- **Requirement**
Return, exactly, the line that contains "point at the sky" together with all lines after it to the end of the entries, and no further lines.

>> Start

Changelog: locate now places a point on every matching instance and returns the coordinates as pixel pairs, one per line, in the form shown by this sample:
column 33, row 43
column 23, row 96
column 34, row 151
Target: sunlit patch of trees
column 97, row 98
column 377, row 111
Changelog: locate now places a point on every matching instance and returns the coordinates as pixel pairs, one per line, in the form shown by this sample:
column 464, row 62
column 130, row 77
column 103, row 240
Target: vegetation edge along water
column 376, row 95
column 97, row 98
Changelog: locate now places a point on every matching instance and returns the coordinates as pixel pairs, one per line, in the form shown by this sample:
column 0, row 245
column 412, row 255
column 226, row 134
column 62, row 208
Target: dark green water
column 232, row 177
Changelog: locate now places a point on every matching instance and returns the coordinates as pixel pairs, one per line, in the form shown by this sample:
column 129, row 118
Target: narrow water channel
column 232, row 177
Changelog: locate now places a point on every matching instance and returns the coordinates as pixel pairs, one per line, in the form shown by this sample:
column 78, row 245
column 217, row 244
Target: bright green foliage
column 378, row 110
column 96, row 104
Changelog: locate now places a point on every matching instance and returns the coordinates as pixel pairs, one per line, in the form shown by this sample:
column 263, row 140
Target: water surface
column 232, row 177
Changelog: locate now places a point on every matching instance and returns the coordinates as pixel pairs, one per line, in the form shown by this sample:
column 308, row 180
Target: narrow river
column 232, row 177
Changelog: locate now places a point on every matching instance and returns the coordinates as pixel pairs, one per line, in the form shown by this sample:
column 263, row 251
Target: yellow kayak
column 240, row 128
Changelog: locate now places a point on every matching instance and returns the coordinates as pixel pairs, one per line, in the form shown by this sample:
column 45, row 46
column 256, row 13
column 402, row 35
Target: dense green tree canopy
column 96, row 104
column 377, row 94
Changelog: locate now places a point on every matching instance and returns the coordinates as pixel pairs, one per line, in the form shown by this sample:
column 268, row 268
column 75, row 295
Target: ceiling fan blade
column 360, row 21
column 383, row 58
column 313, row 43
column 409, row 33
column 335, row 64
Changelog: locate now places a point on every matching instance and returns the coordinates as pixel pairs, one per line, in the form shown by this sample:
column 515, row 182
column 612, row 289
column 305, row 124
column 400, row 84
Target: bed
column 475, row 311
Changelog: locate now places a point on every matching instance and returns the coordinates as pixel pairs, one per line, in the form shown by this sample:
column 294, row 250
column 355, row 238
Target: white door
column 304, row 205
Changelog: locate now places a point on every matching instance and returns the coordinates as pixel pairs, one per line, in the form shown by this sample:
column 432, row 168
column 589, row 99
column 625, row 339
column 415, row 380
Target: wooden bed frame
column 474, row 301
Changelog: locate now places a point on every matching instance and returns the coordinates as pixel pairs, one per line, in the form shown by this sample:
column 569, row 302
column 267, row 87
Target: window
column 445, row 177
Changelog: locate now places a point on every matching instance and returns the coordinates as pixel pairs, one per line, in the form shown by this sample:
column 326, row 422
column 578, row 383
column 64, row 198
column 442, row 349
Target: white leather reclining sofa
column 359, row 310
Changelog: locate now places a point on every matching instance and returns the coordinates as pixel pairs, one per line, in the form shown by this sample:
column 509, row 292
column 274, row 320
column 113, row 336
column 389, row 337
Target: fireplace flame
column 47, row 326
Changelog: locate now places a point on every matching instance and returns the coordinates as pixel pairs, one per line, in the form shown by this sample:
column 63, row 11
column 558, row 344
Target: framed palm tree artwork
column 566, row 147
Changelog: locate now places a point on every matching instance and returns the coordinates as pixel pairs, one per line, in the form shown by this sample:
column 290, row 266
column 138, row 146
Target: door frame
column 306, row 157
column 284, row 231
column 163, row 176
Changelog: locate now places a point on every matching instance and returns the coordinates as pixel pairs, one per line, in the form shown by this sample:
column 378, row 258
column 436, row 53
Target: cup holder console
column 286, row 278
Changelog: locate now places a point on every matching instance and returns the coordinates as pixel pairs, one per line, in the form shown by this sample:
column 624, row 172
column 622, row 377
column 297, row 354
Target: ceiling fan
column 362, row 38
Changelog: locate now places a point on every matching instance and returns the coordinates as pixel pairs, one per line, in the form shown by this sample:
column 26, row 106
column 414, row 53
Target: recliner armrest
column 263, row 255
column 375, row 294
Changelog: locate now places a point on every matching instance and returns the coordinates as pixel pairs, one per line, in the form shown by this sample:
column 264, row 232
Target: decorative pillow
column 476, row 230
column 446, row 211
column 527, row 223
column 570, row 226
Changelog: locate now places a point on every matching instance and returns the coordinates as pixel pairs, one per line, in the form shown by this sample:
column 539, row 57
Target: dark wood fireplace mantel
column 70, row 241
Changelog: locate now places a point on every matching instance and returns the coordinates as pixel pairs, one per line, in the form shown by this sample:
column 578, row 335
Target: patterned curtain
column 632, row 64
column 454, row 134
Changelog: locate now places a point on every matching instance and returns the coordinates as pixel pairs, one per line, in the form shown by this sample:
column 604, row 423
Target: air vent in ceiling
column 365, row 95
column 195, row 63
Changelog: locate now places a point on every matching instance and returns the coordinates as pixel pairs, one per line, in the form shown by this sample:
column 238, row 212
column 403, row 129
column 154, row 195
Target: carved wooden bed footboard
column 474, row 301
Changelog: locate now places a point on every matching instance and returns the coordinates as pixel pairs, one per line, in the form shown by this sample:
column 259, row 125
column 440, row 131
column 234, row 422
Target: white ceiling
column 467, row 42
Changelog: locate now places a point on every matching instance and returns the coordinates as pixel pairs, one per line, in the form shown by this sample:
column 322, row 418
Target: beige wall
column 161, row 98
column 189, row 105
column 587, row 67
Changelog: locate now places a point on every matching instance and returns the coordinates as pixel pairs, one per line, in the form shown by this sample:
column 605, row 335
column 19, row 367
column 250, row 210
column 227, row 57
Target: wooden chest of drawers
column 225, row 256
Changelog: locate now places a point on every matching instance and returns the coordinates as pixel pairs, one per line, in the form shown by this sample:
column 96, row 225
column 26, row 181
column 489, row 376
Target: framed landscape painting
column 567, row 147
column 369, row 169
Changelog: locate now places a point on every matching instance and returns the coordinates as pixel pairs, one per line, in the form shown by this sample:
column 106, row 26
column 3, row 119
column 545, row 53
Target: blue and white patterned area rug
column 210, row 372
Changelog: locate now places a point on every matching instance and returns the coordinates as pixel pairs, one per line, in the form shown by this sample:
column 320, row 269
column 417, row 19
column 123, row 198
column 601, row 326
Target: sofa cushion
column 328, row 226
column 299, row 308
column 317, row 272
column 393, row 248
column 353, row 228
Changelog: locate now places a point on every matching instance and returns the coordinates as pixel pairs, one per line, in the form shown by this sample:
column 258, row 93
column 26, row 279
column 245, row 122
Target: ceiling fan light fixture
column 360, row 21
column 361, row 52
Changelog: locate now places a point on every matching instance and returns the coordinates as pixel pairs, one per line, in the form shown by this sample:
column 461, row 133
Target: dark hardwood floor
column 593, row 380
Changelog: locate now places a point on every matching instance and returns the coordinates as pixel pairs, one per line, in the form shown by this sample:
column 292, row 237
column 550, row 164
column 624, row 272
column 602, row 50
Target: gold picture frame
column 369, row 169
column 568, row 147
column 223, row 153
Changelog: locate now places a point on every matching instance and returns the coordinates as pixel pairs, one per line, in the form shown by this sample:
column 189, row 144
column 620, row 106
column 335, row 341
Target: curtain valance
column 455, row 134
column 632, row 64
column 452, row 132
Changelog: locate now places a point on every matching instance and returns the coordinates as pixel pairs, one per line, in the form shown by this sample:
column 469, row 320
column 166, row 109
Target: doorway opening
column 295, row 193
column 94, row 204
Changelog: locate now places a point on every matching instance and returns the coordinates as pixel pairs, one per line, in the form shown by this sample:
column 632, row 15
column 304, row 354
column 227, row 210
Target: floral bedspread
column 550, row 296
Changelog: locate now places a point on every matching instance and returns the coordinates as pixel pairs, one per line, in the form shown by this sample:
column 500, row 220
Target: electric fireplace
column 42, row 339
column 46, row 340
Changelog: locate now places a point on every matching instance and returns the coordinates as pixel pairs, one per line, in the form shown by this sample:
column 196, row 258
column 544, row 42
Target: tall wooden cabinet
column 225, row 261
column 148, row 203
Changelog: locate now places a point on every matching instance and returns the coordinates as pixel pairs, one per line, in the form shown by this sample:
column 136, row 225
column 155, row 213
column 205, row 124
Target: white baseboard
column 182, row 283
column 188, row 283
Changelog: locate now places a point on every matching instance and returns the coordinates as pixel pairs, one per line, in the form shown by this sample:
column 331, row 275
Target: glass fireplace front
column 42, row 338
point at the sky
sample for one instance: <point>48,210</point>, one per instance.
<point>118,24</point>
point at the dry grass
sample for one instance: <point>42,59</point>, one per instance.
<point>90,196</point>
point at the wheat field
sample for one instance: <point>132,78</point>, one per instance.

>> End

- **Exercise output**
point at the sky
sample for one instance: <point>48,210</point>, one per instance.
<point>118,24</point>
point at the dry grass
sample for one instance: <point>42,59</point>, one per instance.
<point>90,196</point>
point at the wheat field
sample for one instance: <point>132,78</point>, one per instance.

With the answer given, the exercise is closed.